• [PROBLEM STATEMENT]:
Report every line of the records below that contains the word "black", matching case exactly.

+++++

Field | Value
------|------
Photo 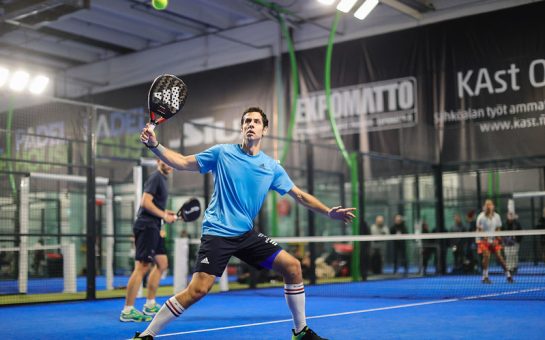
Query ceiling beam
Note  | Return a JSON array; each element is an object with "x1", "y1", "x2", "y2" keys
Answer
[
  {"x1": 380, "y1": 0, "x2": 422, "y2": 20},
  {"x1": 0, "y1": 42, "x2": 85, "y2": 68},
  {"x1": 50, "y1": 19, "x2": 149, "y2": 50}
]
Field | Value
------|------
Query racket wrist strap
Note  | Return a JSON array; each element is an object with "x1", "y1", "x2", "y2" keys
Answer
[{"x1": 144, "y1": 141, "x2": 160, "y2": 149}]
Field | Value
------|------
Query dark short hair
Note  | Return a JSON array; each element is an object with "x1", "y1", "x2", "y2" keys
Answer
[{"x1": 240, "y1": 106, "x2": 269, "y2": 127}]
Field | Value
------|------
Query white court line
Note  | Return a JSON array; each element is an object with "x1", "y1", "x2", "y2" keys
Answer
[{"x1": 143, "y1": 287, "x2": 545, "y2": 338}]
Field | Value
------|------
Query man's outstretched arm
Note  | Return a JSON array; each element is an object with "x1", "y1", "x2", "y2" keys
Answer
[
  {"x1": 288, "y1": 186, "x2": 356, "y2": 223},
  {"x1": 140, "y1": 124, "x2": 199, "y2": 171}
]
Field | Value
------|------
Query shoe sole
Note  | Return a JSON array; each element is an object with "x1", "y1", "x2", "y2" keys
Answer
[{"x1": 119, "y1": 316, "x2": 151, "y2": 322}]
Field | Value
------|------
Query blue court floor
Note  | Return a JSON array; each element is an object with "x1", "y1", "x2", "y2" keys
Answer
[{"x1": 0, "y1": 279, "x2": 545, "y2": 340}]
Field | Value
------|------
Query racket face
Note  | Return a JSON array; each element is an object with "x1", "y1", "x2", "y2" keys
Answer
[
  {"x1": 148, "y1": 74, "x2": 187, "y2": 125},
  {"x1": 176, "y1": 198, "x2": 201, "y2": 222}
]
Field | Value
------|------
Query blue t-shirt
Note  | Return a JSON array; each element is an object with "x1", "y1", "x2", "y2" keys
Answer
[
  {"x1": 135, "y1": 170, "x2": 168, "y2": 229},
  {"x1": 195, "y1": 144, "x2": 294, "y2": 237}
]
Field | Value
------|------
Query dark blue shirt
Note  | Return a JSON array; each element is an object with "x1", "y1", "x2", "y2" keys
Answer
[{"x1": 136, "y1": 170, "x2": 168, "y2": 227}]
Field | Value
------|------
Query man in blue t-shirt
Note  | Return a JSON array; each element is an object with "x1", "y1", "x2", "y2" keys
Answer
[
  {"x1": 135, "y1": 107, "x2": 355, "y2": 339},
  {"x1": 119, "y1": 159, "x2": 176, "y2": 322}
]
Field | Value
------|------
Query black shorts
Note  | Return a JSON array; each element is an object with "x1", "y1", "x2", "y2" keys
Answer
[
  {"x1": 133, "y1": 227, "x2": 167, "y2": 263},
  {"x1": 195, "y1": 230, "x2": 282, "y2": 276}
]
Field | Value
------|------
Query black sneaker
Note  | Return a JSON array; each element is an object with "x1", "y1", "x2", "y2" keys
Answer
[
  {"x1": 133, "y1": 332, "x2": 153, "y2": 340},
  {"x1": 481, "y1": 277, "x2": 492, "y2": 284},
  {"x1": 291, "y1": 326, "x2": 327, "y2": 340}
]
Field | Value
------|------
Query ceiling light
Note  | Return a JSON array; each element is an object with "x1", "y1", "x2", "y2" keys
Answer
[
  {"x1": 354, "y1": 0, "x2": 378, "y2": 20},
  {"x1": 0, "y1": 67, "x2": 9, "y2": 87},
  {"x1": 337, "y1": 0, "x2": 358, "y2": 13},
  {"x1": 9, "y1": 71, "x2": 30, "y2": 91},
  {"x1": 28, "y1": 75, "x2": 49, "y2": 94}
]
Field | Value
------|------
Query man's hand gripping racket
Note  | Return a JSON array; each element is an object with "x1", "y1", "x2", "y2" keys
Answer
[
  {"x1": 176, "y1": 198, "x2": 201, "y2": 222},
  {"x1": 140, "y1": 74, "x2": 187, "y2": 147}
]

+++++

• [SOLVED PROBLEM]:
Query black shorts
Query black sneaker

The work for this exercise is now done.